## Request
Report how many lines in the data below contain the string "stone", with case counting. Give only the number.
# # #
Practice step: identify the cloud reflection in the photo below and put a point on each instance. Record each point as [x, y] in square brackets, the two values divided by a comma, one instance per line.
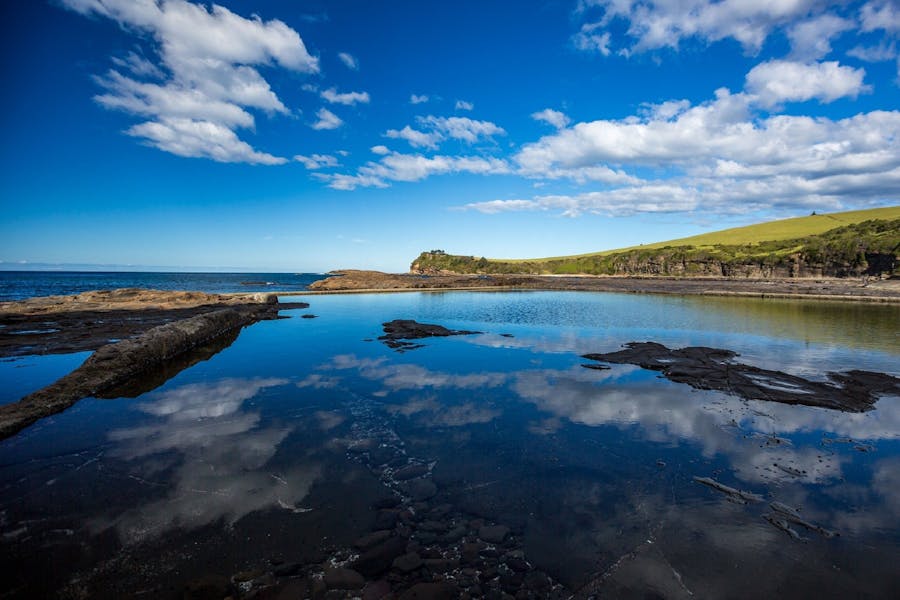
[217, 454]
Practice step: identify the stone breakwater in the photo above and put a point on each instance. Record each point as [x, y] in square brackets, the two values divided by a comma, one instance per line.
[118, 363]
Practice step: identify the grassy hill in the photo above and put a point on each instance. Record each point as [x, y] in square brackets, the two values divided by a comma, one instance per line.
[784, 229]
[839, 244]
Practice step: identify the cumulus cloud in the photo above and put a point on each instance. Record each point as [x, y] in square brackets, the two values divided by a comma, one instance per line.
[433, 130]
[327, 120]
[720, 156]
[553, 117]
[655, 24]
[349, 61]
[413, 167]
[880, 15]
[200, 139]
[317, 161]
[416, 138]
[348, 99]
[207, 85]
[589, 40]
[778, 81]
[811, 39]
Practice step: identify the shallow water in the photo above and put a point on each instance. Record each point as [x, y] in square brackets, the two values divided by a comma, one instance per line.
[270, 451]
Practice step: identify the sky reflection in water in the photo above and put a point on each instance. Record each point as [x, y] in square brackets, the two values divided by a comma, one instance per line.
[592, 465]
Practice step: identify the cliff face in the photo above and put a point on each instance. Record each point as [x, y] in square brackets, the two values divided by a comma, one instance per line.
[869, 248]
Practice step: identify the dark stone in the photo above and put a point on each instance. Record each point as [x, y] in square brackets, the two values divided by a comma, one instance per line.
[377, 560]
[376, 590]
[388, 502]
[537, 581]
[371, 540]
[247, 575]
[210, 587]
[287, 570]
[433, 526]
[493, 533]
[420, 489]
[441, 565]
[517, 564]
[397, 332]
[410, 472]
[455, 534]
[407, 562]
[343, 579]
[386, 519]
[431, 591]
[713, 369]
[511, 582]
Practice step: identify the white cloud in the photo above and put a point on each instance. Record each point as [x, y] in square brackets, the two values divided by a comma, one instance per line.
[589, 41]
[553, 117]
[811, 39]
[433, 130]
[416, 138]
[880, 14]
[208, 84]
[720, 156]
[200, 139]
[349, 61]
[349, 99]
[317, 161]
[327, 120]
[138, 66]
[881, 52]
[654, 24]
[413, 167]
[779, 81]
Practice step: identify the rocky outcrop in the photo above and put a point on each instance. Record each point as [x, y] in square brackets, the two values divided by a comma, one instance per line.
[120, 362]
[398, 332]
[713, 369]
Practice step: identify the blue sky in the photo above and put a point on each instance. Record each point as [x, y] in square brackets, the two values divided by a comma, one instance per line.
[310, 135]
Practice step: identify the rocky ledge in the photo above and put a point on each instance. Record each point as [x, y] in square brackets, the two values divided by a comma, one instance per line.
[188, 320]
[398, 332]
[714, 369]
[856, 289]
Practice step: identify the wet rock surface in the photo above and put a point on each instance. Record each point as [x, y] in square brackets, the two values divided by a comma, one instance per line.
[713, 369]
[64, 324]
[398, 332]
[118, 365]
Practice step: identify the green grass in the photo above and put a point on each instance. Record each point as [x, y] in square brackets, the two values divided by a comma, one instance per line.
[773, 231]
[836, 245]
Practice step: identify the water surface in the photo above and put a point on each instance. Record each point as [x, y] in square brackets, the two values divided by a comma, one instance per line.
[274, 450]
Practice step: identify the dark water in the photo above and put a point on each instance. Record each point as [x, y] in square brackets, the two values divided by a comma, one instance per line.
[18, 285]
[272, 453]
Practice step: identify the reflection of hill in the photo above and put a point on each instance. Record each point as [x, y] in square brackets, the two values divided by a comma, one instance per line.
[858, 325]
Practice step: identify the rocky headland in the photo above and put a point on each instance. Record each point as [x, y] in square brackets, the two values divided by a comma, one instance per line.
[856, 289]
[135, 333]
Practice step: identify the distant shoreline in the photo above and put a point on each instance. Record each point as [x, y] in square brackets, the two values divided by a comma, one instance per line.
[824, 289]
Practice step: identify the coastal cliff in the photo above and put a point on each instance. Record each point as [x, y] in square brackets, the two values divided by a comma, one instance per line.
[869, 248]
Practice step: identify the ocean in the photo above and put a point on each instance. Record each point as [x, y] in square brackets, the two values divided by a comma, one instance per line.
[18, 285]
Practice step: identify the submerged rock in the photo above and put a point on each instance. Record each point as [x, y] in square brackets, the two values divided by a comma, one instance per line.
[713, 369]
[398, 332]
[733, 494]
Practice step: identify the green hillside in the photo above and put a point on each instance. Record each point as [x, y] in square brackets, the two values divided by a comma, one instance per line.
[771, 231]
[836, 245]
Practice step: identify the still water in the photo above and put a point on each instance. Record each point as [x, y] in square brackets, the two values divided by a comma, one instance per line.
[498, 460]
# # #
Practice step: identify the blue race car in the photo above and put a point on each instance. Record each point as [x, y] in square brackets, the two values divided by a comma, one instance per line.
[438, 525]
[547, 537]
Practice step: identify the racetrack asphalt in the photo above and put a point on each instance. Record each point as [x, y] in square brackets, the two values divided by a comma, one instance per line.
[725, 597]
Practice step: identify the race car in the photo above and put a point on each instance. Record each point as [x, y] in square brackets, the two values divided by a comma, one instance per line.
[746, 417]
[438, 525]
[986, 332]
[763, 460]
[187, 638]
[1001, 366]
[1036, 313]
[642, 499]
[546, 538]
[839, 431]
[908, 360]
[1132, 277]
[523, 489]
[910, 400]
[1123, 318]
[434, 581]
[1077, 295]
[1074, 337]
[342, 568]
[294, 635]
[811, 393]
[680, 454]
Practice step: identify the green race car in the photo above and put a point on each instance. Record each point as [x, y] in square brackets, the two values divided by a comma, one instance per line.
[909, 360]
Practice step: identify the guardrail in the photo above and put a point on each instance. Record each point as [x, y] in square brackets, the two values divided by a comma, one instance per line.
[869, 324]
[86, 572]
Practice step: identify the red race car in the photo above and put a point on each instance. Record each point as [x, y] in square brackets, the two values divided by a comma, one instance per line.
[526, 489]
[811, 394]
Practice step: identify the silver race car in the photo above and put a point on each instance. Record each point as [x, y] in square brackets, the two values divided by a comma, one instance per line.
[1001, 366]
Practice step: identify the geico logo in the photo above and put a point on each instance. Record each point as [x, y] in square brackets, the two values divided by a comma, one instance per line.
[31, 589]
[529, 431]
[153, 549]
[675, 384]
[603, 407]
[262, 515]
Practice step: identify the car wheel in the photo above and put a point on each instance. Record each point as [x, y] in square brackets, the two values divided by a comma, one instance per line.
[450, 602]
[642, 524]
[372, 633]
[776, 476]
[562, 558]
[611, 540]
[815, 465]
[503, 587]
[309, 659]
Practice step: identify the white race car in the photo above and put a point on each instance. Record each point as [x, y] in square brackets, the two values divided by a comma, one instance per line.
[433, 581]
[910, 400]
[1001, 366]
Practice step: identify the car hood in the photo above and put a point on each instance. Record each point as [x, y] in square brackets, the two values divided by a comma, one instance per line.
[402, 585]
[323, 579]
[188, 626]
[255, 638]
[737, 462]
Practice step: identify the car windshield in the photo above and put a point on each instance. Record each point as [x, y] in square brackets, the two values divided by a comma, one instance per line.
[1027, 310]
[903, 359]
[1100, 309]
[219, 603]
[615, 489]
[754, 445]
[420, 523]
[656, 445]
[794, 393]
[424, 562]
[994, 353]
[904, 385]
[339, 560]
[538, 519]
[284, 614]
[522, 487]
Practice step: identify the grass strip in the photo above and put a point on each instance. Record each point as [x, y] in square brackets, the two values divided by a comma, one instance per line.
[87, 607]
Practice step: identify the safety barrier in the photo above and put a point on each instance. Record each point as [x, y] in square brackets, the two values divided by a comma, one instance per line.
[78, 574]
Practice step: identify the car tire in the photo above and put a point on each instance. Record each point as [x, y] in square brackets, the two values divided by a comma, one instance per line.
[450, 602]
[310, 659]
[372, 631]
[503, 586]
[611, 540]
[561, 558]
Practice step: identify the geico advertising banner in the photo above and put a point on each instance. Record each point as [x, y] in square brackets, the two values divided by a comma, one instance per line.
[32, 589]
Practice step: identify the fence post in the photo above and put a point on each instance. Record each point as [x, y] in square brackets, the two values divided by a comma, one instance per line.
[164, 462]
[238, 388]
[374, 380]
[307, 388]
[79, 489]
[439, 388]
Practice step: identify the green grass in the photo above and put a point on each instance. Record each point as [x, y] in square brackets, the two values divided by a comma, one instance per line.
# # #
## Completed task
2